─── Provided text ───

The lotus (lián, 莲) is technically a separate plant from the lily but is sometimes grouped with lily symbolism in pan-Asian contexts due to both plants' association with water and purity. The lotus's specific Buddhist symbolism of enlightenment arising from mud is distinct from the true lily's family-harmony meanings, but popular Western treatments of Chinese flower symbolism sometimes conflate the two.
Victorian
Victorian flower language — the elaborate coded communication system known as floriography that flourished in 19th-century Europe and America — gave different lily species highly specific and often contradictory meanings that required careful species-identification to decode correctly. A lily given without specification of species was potentially ambiguous; the wrong species could deliver an inadvertently insulting message.
The white lily in Victorian floriography communicated purity and modesty — the continuation of the long Western Christian association between white lilies and virtuous femininity. A gift of white lilies to a young woman was an unambiguous compliment to her moral character. The same gift to a widow in the context of mourning was entirely appropriate and did not require explanation.
The tiger lily (Lilium lancifolium, with its vivid orange-red spotted petals) communicated wealth, pride, and in some Victorian dictionaries, a challenging or even aggressive sensuality — 'I dare you to love me', in effect. A woman described as a 'tiger lily' in the Victorian period was being called beautiful but dangerous, passionate and challenging rather than demure and modest. Oscar Wilde and the Aesthetic Movement adopted the tiger lily as one of their signature flowers precisely because of this connotation — it was the opposite of the safely conventional white lily.
The day lily in Victorian language was associated with coquetry — the art of flirtatious delay and the cultivated expectation of pursuit. The day lily's single-day bloom (each flower opens for one day only before closing permanently) made it a natural emblem of the brief, pleasurable moments of flirtation that were understood as fundamentally transient. Yellow lilies were associated with falsehood in some Victorian dictionaries, making them a potentially pointed gift in the context of a suspected deception.
The Lily as a Tattoo
The Lily appears in body art mainly for its core symbolism described above. If you are planning a tattoo, our pairing checker can help you combine it thoughtfully with other symbols.
Related Symbols
Lily — FAQ
- What does the white lily symbolise in Christianity?
- In Christianity, the white lily (Madonna lily) is the primary emblem of the Virgin Mary, symbolising her purity and divine favour. It appears in virtually every depiction of the Annunciation scene, where the angel Gabriel announces Mary's miraculous conception. White lilies also symbolise Easter resurrection, connecting the flower's spring renewal to the resurrection of Christ.
- What is the difference between the Madonna lily and the Easter lily?

─── Extracted material ───

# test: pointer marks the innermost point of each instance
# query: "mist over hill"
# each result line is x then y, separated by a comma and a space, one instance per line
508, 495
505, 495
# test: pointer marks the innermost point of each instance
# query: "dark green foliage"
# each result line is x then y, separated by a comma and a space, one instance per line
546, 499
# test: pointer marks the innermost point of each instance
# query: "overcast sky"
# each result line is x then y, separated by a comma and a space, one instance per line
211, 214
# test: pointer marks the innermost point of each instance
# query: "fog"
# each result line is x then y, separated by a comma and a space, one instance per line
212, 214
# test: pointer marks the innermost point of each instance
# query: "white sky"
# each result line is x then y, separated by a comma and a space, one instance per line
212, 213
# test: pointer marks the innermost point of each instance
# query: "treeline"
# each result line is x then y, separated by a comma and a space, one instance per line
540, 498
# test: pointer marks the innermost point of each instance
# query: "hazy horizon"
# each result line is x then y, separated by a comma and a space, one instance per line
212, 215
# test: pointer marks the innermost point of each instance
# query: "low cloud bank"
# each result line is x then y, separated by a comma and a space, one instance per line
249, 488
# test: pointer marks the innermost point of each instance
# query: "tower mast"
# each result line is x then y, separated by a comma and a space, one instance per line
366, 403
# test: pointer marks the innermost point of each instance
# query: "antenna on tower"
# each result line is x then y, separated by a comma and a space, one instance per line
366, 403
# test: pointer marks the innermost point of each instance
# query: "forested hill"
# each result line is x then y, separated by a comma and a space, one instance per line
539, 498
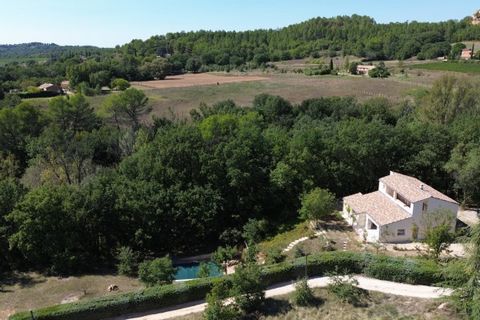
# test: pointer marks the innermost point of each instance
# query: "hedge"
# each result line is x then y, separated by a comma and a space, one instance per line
409, 270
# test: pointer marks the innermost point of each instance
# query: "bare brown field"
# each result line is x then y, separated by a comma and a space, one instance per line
293, 87
192, 80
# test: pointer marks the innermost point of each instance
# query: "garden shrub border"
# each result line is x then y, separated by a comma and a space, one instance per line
408, 270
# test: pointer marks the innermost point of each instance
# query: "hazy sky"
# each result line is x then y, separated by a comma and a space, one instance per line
111, 22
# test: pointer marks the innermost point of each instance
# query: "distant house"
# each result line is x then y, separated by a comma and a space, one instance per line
476, 18
364, 69
49, 87
105, 90
65, 85
466, 54
398, 211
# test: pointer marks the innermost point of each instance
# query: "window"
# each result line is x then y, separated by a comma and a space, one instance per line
424, 207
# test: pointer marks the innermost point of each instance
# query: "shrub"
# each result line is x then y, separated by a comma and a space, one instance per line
127, 262
120, 84
216, 308
418, 271
116, 305
157, 272
317, 204
439, 239
298, 252
203, 270
274, 255
254, 231
248, 287
345, 289
303, 295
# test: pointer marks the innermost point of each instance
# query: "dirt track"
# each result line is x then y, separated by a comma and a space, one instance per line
192, 80
388, 287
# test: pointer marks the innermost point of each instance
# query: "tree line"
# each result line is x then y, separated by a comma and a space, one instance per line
91, 68
75, 186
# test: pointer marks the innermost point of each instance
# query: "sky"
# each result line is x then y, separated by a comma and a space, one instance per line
107, 23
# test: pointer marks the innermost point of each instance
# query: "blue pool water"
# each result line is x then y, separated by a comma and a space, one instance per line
190, 271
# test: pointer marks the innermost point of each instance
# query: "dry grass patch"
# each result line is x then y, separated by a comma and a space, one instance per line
378, 306
23, 292
195, 79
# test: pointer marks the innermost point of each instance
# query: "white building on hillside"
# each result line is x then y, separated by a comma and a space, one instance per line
400, 211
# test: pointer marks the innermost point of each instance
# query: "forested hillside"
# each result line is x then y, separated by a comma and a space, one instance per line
355, 35
44, 50
75, 187
89, 69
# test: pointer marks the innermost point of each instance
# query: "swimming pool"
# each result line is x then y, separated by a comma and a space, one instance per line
190, 271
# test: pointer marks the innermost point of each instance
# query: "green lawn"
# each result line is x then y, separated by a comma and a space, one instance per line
450, 66
283, 239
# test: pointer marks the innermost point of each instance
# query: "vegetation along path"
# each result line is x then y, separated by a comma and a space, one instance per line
388, 287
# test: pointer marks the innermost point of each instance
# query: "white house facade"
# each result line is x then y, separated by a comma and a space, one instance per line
400, 210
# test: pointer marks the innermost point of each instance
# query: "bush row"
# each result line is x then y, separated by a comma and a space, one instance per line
41, 94
414, 271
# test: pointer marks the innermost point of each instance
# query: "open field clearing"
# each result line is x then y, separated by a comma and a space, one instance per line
193, 80
375, 306
187, 92
472, 68
23, 292
293, 87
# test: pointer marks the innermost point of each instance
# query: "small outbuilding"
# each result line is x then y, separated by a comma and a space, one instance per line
466, 54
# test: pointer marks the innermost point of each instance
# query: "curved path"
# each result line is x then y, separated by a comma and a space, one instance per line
388, 287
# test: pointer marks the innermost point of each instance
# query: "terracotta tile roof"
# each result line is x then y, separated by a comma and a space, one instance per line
412, 189
378, 206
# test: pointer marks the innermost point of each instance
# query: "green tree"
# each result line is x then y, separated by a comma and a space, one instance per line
439, 238
464, 165
317, 204
254, 231
73, 114
49, 214
203, 270
217, 308
193, 64
303, 294
379, 71
127, 262
120, 84
128, 107
247, 287
222, 256
157, 69
157, 272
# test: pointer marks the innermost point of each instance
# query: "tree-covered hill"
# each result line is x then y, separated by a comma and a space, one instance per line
46, 50
357, 35
90, 68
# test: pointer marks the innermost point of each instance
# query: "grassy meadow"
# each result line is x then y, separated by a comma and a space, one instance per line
462, 67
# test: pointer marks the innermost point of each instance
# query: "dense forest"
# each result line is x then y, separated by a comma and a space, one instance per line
90, 68
75, 187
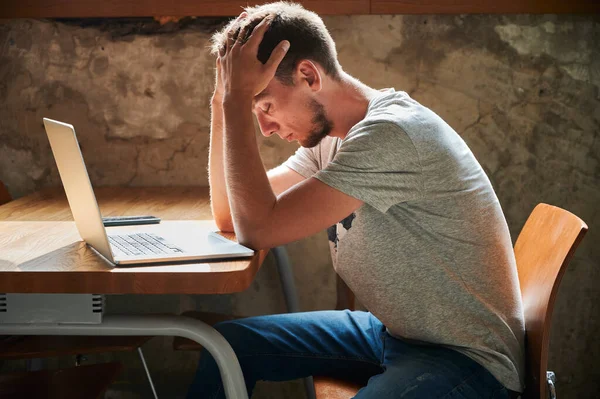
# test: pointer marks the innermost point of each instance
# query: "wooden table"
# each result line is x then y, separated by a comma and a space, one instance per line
41, 253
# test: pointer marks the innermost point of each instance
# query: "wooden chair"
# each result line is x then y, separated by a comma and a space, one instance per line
34, 347
543, 250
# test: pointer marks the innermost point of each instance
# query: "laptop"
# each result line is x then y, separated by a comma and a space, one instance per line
170, 241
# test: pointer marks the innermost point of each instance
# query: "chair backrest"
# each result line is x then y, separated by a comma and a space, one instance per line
543, 250
4, 194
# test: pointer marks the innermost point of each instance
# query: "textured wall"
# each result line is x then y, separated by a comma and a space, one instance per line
523, 91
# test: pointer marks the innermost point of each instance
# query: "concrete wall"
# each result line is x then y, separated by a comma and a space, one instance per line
523, 91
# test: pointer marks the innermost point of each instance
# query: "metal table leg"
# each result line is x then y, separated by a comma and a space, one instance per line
132, 325
286, 276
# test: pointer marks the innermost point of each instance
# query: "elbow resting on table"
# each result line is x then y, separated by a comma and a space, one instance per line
252, 237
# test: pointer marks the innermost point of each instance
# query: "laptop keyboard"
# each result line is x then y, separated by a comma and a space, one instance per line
141, 244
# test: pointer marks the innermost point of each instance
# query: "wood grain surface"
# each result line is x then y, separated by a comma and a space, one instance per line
42, 252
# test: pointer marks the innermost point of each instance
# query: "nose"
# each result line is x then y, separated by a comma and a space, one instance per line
267, 125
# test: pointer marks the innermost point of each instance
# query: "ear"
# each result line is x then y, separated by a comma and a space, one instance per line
309, 74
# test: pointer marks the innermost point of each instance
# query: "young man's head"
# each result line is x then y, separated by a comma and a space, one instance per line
290, 106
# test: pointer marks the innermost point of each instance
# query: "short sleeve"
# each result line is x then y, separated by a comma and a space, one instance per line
376, 163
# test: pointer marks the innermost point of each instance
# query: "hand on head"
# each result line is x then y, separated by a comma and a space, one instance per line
239, 71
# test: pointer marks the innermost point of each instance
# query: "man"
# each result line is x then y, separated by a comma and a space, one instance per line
416, 229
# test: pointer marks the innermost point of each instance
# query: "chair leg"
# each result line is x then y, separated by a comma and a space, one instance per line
147, 372
284, 267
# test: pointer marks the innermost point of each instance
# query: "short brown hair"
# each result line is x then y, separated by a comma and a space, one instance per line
305, 30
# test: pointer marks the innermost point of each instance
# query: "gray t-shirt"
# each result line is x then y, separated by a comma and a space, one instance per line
429, 253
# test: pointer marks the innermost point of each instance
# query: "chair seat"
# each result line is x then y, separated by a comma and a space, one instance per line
329, 388
83, 382
184, 344
32, 346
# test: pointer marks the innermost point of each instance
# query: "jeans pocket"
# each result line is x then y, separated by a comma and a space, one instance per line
384, 337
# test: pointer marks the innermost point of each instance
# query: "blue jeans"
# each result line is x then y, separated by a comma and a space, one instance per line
347, 345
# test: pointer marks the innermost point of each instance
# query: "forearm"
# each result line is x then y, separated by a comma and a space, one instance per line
216, 175
251, 195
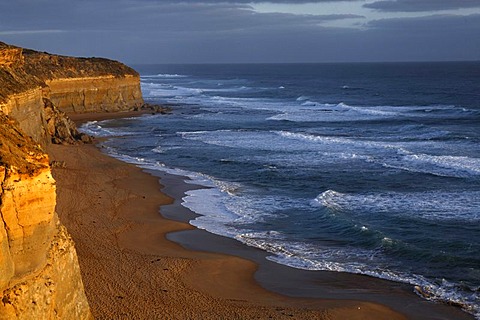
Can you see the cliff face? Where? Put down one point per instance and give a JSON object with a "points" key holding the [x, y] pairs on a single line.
{"points": [[39, 272], [71, 84]]}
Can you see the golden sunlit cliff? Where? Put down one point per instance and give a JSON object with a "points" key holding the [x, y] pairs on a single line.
{"points": [[39, 272]]}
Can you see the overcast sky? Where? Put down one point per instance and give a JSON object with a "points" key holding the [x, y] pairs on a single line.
{"points": [[169, 31]]}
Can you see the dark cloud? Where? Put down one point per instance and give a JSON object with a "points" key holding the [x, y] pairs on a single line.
{"points": [[146, 31], [421, 5]]}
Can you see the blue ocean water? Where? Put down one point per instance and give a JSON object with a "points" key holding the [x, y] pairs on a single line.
{"points": [[362, 168]]}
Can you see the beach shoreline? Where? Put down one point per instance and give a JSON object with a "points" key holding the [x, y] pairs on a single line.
{"points": [[136, 263]]}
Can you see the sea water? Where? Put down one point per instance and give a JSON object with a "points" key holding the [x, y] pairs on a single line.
{"points": [[363, 168]]}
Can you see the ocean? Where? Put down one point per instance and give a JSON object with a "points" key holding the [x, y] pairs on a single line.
{"points": [[368, 168]]}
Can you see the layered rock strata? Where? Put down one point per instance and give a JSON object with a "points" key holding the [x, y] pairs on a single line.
{"points": [[39, 271], [72, 85]]}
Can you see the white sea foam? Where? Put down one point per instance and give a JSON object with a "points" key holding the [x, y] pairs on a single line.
{"points": [[164, 75], [461, 205]]}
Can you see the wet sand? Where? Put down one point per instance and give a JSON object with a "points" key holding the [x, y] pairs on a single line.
{"points": [[131, 270]]}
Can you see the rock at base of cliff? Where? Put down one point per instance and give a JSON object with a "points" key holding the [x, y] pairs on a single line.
{"points": [[61, 129]]}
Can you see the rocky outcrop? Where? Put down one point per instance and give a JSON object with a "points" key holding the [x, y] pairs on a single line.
{"points": [[72, 85], [93, 94], [39, 273]]}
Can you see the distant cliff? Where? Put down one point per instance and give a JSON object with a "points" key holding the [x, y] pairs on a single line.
{"points": [[39, 272], [30, 79]]}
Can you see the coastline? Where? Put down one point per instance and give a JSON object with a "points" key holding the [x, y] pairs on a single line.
{"points": [[129, 267]]}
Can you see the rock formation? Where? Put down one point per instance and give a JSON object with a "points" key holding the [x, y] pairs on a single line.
{"points": [[39, 272], [72, 85]]}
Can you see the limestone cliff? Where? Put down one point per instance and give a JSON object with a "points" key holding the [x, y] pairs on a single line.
{"points": [[70, 84], [39, 272]]}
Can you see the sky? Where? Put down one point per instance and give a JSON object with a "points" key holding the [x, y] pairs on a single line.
{"points": [[246, 31]]}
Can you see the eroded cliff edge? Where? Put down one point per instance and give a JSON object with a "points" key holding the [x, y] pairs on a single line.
{"points": [[30, 79], [39, 272]]}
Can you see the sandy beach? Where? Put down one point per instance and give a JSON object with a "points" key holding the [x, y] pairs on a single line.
{"points": [[131, 270]]}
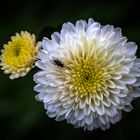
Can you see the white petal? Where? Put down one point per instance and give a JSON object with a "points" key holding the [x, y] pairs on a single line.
{"points": [[131, 48], [56, 37], [128, 80]]}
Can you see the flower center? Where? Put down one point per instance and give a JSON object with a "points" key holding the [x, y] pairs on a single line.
{"points": [[87, 78], [16, 50]]}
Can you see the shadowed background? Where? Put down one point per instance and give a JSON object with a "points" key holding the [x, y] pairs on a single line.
{"points": [[21, 116]]}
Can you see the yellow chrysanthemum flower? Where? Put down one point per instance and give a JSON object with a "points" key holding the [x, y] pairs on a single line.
{"points": [[19, 55]]}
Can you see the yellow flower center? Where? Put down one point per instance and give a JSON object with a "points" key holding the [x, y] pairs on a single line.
{"points": [[87, 78], [19, 55]]}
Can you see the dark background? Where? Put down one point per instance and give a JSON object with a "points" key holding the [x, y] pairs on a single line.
{"points": [[23, 118]]}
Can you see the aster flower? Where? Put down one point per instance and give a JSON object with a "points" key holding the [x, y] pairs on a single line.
{"points": [[19, 55], [89, 74]]}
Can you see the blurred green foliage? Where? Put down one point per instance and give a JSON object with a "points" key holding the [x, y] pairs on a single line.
{"points": [[21, 117]]}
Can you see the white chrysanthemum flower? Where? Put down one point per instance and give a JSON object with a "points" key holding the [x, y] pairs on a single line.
{"points": [[89, 74]]}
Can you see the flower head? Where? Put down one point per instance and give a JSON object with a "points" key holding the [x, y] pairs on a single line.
{"points": [[89, 74], [19, 55]]}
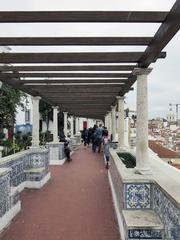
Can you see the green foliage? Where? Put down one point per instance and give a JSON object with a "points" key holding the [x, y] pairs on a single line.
{"points": [[10, 99], [45, 137], [21, 142], [46, 112]]}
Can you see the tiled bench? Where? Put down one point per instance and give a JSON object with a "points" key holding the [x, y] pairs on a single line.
{"points": [[142, 224], [157, 193], [27, 169]]}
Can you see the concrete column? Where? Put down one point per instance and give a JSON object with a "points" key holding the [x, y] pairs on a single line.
{"points": [[121, 141], [105, 121], [65, 123], [142, 165], [113, 112], [109, 123], [1, 149], [76, 125], [55, 124], [35, 121], [72, 126]]}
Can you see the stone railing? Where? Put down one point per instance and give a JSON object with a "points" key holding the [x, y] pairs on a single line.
{"points": [[147, 207], [27, 169], [56, 150]]}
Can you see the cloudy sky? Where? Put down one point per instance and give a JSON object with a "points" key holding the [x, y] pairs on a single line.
{"points": [[164, 87]]}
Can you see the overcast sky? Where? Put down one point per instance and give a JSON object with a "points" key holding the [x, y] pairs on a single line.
{"points": [[164, 87]]}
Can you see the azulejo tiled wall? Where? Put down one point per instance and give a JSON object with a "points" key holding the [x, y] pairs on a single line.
{"points": [[146, 195], [4, 193], [138, 195], [135, 234], [168, 212], [14, 173]]}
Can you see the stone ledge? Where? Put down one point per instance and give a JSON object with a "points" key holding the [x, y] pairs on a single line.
{"points": [[142, 219], [7, 218], [34, 170], [38, 184]]}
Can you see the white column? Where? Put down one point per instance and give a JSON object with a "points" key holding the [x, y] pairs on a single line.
{"points": [[72, 126], [121, 141], [105, 121], [76, 125], [113, 112], [35, 122], [65, 123], [142, 165], [55, 124], [1, 149], [109, 123]]}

───

→ **Exercise set**
1. Answer these questions using the text on lily symbolism.
(a) What did the white lily communicate in Victorian floriography?
(b) Who adopted the tiger lily as one of their signature flowers?
(c) In Christianity, which lily is the primary emblem of the Virgin Mary?
2. Quote the text on lily symbolism, starting at "- In Christianity, the" and ending at "resurrection of Christ.".
The rows have no connection to the text on lily symbolism.

→ **Set of answers**
1.
(a) Purity and modesty.
(b) Oscar Wilde and the Aesthetic Movement.
(c) The white lily, or Madonna lily.

2.
- In Christianity, the white lily (Madonna lily) is the primary emblem of the Virgin Mary, symbolising her purity and divine favour. It appears in virtually every depiction of the Annunciation scene, where the angel Gabriel announces Mary's miraculous conception. White lilies also symbolise Easter resurrection, connecting the flower's spring renewal to the resurrection of Christ.